Direction |
The records follow. Transcribe only the lines from the line containing "Put a point on every instance of the eyeglasses" through the end, both ends included, and leave out the pictures.

---------- Given data

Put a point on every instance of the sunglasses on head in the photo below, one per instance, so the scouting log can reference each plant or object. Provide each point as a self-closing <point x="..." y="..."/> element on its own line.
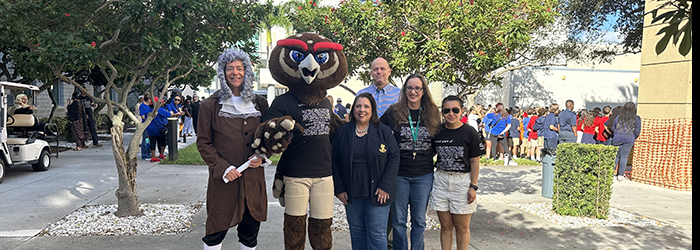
<point x="447" y="111"/>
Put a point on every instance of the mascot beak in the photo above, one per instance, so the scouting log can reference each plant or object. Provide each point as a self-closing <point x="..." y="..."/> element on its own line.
<point x="309" y="69"/>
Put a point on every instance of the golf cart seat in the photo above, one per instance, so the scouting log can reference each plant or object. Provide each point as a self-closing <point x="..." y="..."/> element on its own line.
<point x="21" y="121"/>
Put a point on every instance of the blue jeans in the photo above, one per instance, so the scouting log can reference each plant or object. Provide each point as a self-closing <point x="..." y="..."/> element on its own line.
<point x="623" y="152"/>
<point x="413" y="191"/>
<point x="145" y="147"/>
<point x="367" y="224"/>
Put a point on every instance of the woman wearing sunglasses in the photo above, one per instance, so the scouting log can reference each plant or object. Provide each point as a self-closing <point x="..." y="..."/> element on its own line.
<point x="458" y="147"/>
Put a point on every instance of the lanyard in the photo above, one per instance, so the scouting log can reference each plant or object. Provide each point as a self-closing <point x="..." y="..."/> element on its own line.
<point x="414" y="131"/>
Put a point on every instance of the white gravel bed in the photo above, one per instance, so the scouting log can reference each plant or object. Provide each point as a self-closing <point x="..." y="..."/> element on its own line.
<point x="99" y="220"/>
<point x="340" y="219"/>
<point x="616" y="217"/>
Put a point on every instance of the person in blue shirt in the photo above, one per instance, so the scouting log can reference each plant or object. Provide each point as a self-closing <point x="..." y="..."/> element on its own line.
<point x="144" y="109"/>
<point x="499" y="123"/>
<point x="384" y="93"/>
<point x="154" y="131"/>
<point x="567" y="122"/>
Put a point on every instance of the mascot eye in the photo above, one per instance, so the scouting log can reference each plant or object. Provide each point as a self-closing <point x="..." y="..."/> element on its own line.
<point x="322" y="58"/>
<point x="297" y="56"/>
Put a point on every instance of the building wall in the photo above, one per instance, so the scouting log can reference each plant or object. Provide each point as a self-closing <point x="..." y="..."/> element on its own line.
<point x="663" y="152"/>
<point x="588" y="85"/>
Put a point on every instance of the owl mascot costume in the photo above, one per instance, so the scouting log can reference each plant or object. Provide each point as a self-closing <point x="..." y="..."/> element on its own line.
<point x="300" y="123"/>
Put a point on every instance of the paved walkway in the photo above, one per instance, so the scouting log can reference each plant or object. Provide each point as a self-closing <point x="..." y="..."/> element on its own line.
<point x="32" y="200"/>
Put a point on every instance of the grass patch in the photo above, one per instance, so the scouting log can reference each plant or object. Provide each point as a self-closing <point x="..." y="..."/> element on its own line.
<point x="190" y="156"/>
<point x="521" y="162"/>
<point x="186" y="156"/>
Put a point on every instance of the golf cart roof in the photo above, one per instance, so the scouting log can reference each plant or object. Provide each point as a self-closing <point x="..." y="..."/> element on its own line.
<point x="14" y="85"/>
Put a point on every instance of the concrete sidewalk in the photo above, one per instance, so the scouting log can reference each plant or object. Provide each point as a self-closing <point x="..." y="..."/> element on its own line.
<point x="30" y="201"/>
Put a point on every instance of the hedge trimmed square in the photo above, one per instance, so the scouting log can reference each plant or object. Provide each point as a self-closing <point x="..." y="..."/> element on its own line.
<point x="583" y="177"/>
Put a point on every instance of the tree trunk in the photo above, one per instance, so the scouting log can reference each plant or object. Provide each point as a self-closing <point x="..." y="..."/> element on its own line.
<point x="127" y="200"/>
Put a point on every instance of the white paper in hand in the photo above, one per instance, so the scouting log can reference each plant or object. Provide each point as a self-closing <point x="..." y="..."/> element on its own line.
<point x="239" y="169"/>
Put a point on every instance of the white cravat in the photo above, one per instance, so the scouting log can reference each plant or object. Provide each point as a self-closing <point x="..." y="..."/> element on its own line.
<point x="236" y="107"/>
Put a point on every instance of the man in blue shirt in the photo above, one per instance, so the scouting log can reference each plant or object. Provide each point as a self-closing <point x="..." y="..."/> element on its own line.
<point x="567" y="122"/>
<point x="384" y="93"/>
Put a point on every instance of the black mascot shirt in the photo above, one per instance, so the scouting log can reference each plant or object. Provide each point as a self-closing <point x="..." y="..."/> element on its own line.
<point x="309" y="154"/>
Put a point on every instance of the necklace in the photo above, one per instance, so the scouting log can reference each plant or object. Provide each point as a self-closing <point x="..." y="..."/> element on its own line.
<point x="361" y="133"/>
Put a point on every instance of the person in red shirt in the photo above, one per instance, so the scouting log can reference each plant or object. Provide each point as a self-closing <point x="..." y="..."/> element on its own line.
<point x="599" y="124"/>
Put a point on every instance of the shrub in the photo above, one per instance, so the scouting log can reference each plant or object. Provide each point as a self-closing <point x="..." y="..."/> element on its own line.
<point x="583" y="177"/>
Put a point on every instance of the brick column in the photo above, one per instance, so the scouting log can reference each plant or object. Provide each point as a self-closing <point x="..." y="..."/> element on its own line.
<point x="663" y="152"/>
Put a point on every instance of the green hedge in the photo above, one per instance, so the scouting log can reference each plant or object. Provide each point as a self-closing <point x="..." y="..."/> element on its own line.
<point x="583" y="177"/>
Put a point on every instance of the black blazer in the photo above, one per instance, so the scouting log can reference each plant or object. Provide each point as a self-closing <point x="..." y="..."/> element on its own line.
<point x="383" y="162"/>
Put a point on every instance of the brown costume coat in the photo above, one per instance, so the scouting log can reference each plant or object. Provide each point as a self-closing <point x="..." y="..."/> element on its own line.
<point x="222" y="142"/>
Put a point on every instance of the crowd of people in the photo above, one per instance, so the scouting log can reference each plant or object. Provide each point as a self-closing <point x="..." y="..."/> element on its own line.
<point x="387" y="144"/>
<point x="382" y="164"/>
<point x="79" y="114"/>
<point x="514" y="133"/>
<point x="185" y="108"/>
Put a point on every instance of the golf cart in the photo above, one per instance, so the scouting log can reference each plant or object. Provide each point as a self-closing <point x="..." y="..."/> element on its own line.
<point x="19" y="145"/>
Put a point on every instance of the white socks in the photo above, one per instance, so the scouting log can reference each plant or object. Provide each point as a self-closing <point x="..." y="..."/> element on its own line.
<point x="217" y="247"/>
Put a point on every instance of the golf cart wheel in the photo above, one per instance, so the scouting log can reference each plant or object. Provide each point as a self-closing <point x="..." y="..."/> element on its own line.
<point x="44" y="161"/>
<point x="2" y="170"/>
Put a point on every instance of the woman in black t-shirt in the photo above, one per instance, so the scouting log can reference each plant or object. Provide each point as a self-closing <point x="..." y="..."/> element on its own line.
<point x="454" y="187"/>
<point x="414" y="121"/>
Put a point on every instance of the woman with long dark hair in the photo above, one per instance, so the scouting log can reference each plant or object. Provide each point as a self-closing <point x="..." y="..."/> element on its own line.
<point x="458" y="148"/>
<point x="414" y="121"/>
<point x="365" y="166"/>
<point x="625" y="128"/>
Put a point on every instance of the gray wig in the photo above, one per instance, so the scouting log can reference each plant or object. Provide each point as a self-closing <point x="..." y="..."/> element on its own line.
<point x="228" y="56"/>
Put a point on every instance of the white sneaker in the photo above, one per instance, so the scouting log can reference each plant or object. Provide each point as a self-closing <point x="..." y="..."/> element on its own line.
<point x="244" y="247"/>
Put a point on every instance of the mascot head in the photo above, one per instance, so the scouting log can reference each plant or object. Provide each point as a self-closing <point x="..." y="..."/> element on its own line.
<point x="308" y="64"/>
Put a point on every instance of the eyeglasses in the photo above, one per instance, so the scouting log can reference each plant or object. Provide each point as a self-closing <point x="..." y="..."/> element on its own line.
<point x="447" y="111"/>
<point x="417" y="89"/>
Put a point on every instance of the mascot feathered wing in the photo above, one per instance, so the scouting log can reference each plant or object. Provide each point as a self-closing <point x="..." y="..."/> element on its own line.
<point x="300" y="123"/>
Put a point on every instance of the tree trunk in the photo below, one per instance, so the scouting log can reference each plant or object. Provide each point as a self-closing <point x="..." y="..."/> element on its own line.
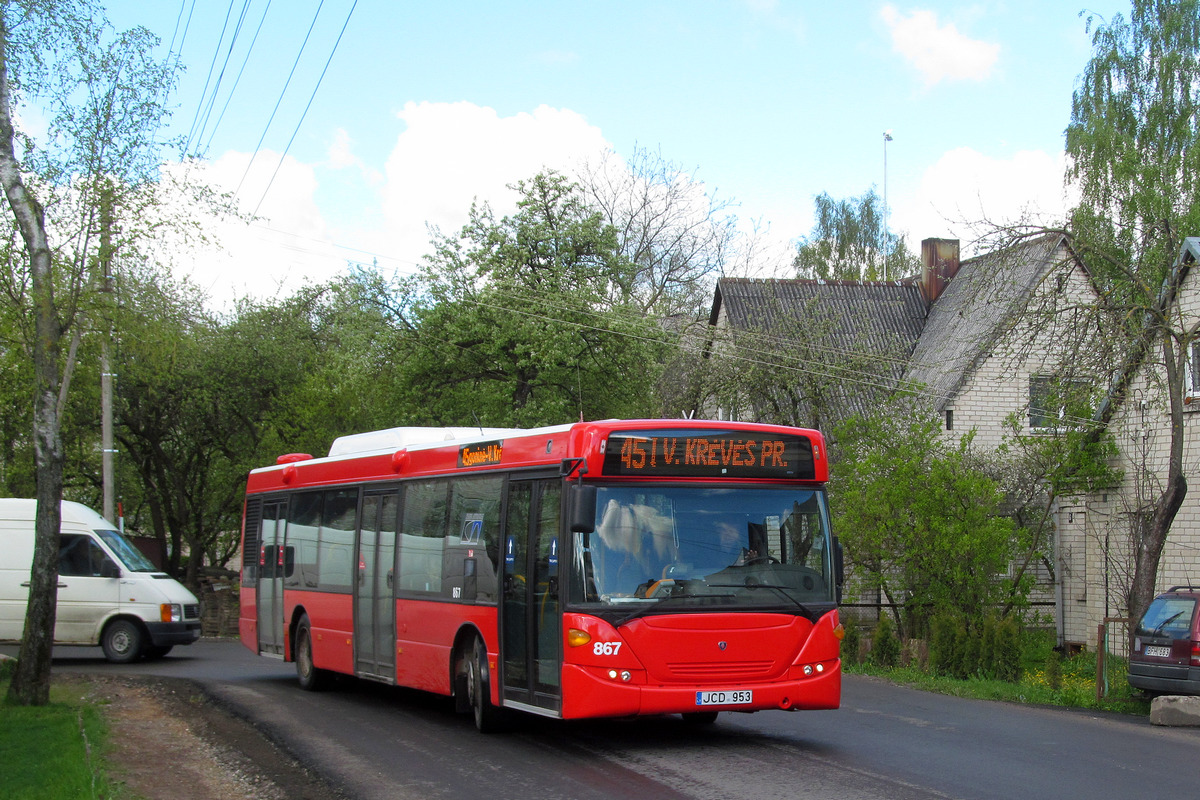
<point x="31" y="681"/>
<point x="1153" y="528"/>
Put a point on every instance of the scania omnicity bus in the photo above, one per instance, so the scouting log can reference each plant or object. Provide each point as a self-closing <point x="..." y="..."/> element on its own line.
<point x="592" y="570"/>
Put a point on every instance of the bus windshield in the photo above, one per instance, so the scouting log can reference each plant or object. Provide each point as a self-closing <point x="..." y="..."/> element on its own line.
<point x="130" y="555"/>
<point x="703" y="546"/>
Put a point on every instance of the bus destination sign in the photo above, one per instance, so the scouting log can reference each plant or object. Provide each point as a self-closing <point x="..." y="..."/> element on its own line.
<point x="708" y="453"/>
<point x="483" y="453"/>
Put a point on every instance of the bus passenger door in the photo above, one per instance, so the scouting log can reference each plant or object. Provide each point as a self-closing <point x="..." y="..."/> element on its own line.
<point x="531" y="647"/>
<point x="375" y="607"/>
<point x="270" y="579"/>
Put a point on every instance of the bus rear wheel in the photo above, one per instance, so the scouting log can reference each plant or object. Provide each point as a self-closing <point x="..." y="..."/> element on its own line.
<point x="310" y="677"/>
<point x="489" y="719"/>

--------------------

Answer to the exercise |
Put a point on every instance of the eyeglasses in the photo above, one per instance, so the scouting log can reference each plant or object. Provide each point as a self-closing <point x="..." y="..."/> element on its own line.
<point x="447" y="111"/>
<point x="417" y="89"/>
Put a point on every instance of the mascot feathered wing in the photo above, one per instance, so the scouting log can reference each plant or object. Provide each point as a self-closing <point x="..." y="..."/> element on its own line.
<point x="300" y="123"/>
Put a point on every instance of the tree trunk in the photo below, one per instance, so the scouting log can reference each plant or object. Provide each point as a self-closing <point x="..." y="..."/> element on its own line.
<point x="31" y="681"/>
<point x="1153" y="528"/>
Put a point on every instance of the scania omnicity bus in the photo above, one per instance, so the scouting log can reference each plant or object. Provide each point as a self-closing <point x="..." y="..."/> element on its own line.
<point x="592" y="570"/>
Put a point on every instance of the bus windshield in the photo above, one per instance, so the scouting log can reference each plant or object. Provide each point as a self-closing <point x="..." y="..."/> element on its own line.
<point x="130" y="555"/>
<point x="703" y="546"/>
Put a point on every instance of the bus destination sign in the photo above, one per instance, so the scouting log can reference each plant or object. Provide each point as a self-closing <point x="..." y="..."/> element on its own line.
<point x="708" y="453"/>
<point x="483" y="453"/>
Put a point on every instance of the bus passenger door in the photo above, one per instance, so the scouting log can reference each plant or object. Provide each point as a self-closing <point x="..." y="..."/> element on its own line.
<point x="531" y="647"/>
<point x="375" y="607"/>
<point x="270" y="579"/>
Put a point on every instance of the bus rear wheel in the photo above, one per instance, so the scouting log can reference each plant or object. Provide each point as a self-closing <point x="..." y="..."/> element on its own line.
<point x="310" y="677"/>
<point x="489" y="719"/>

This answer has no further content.